**Written request**
Reproduce the records that follow line for line, without changing a single character.

**Supplied records**
──────

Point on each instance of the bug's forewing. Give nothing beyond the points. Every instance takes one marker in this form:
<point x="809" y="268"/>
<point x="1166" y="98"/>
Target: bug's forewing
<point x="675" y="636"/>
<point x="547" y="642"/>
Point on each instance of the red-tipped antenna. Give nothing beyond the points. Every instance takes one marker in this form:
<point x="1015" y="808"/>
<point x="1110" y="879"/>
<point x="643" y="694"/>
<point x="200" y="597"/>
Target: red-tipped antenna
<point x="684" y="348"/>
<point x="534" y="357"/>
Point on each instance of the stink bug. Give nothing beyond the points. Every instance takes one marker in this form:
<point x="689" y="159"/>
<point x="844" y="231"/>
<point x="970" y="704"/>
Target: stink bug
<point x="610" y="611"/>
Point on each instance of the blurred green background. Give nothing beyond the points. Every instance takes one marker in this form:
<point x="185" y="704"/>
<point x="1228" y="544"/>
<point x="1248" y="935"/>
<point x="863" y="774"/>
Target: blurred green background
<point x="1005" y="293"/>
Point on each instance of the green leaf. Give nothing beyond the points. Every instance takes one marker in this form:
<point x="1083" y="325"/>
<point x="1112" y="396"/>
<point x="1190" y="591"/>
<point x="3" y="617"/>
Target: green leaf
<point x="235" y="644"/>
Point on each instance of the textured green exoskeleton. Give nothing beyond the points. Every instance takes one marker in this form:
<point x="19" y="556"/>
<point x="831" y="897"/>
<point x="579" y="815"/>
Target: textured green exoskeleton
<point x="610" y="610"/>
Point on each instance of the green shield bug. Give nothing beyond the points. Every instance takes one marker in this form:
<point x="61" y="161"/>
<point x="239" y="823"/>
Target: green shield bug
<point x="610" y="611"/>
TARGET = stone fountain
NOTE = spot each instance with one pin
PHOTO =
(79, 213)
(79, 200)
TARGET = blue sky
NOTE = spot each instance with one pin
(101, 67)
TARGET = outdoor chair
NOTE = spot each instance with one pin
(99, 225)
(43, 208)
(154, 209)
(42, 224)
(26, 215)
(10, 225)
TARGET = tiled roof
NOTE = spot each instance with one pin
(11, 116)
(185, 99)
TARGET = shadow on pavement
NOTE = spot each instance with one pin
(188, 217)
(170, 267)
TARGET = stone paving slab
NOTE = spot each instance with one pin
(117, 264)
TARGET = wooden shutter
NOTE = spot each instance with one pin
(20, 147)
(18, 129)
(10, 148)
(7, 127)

──────

**Answer to this exercise**
Point on each instance of the bug's forewing. Give nothing beyond the points. Every instance takes one marker in this form:
<point x="809" y="268"/>
<point x="1166" y="98"/>
Target: bug's forewing
<point x="675" y="636"/>
<point x="547" y="642"/>
Point on each instance of the red-tipped antenna. Give nothing beyond the points. Every instance takes one marker in this form:
<point x="1015" y="808"/>
<point x="1110" y="879"/>
<point x="643" y="694"/>
<point x="200" y="597"/>
Target: red-tipped antenna
<point x="684" y="348"/>
<point x="534" y="357"/>
Point on each instance of the stink bug. Give nothing beyond the points. Every instance takes one marker in this form:
<point x="689" y="159"/>
<point x="844" y="231"/>
<point x="970" y="704"/>
Target: stink bug
<point x="610" y="611"/>
Point on each instance of the blurred green background. Give nothing beyond the points. Every instance takes one marker in this form:
<point x="185" y="704"/>
<point x="1228" y="544"/>
<point x="1248" y="935"/>
<point x="863" y="774"/>
Target: blurred green background
<point x="1005" y="293"/>
Point on each instance of the green leaf. Give nothing beyond the points. Every instance takes one marker in this form:
<point x="1083" y="325"/>
<point x="1112" y="396"/>
<point x="1190" y="591"/>
<point x="3" y="617"/>
Target: green leaf
<point x="235" y="644"/>
Point on each instance of the textured green exoskeleton. Give nothing beyond the points. Every instance takes one marker in this form:
<point x="19" y="556"/>
<point x="831" y="897"/>
<point x="579" y="815"/>
Target: textured green exoskeleton
<point x="610" y="610"/>
Point on each instance of the green shield bug. Give nothing beyond the points. Every instance takes one marker in this form:
<point x="61" y="161"/>
<point x="239" y="823"/>
Target: green shield bug
<point x="610" y="611"/>
TARGET = stone fountain
NOTE = spot each instance with one pin
PHOTO =
(79, 213)
(79, 200)
TARGET = blue sky
NOTE = spot each instance with one pin
(101, 67)
TARGET = outdoor chair
NOTE = spot each instance with one pin
(99, 225)
(43, 208)
(154, 209)
(42, 224)
(26, 215)
(10, 225)
TARGET = tiled roof
NOTE = spot each instance with one pin
(11, 116)
(185, 99)
TARGET = shadow on pavement
NOTE = spot each instance with one pin
(188, 217)
(170, 267)
TARGET = stone paving slab
NOTE = spot each instance with one pin
(117, 264)
TARGET = wooden shutter
NOTE = spot each instance with one pin
(20, 147)
(18, 129)
(10, 148)
(7, 127)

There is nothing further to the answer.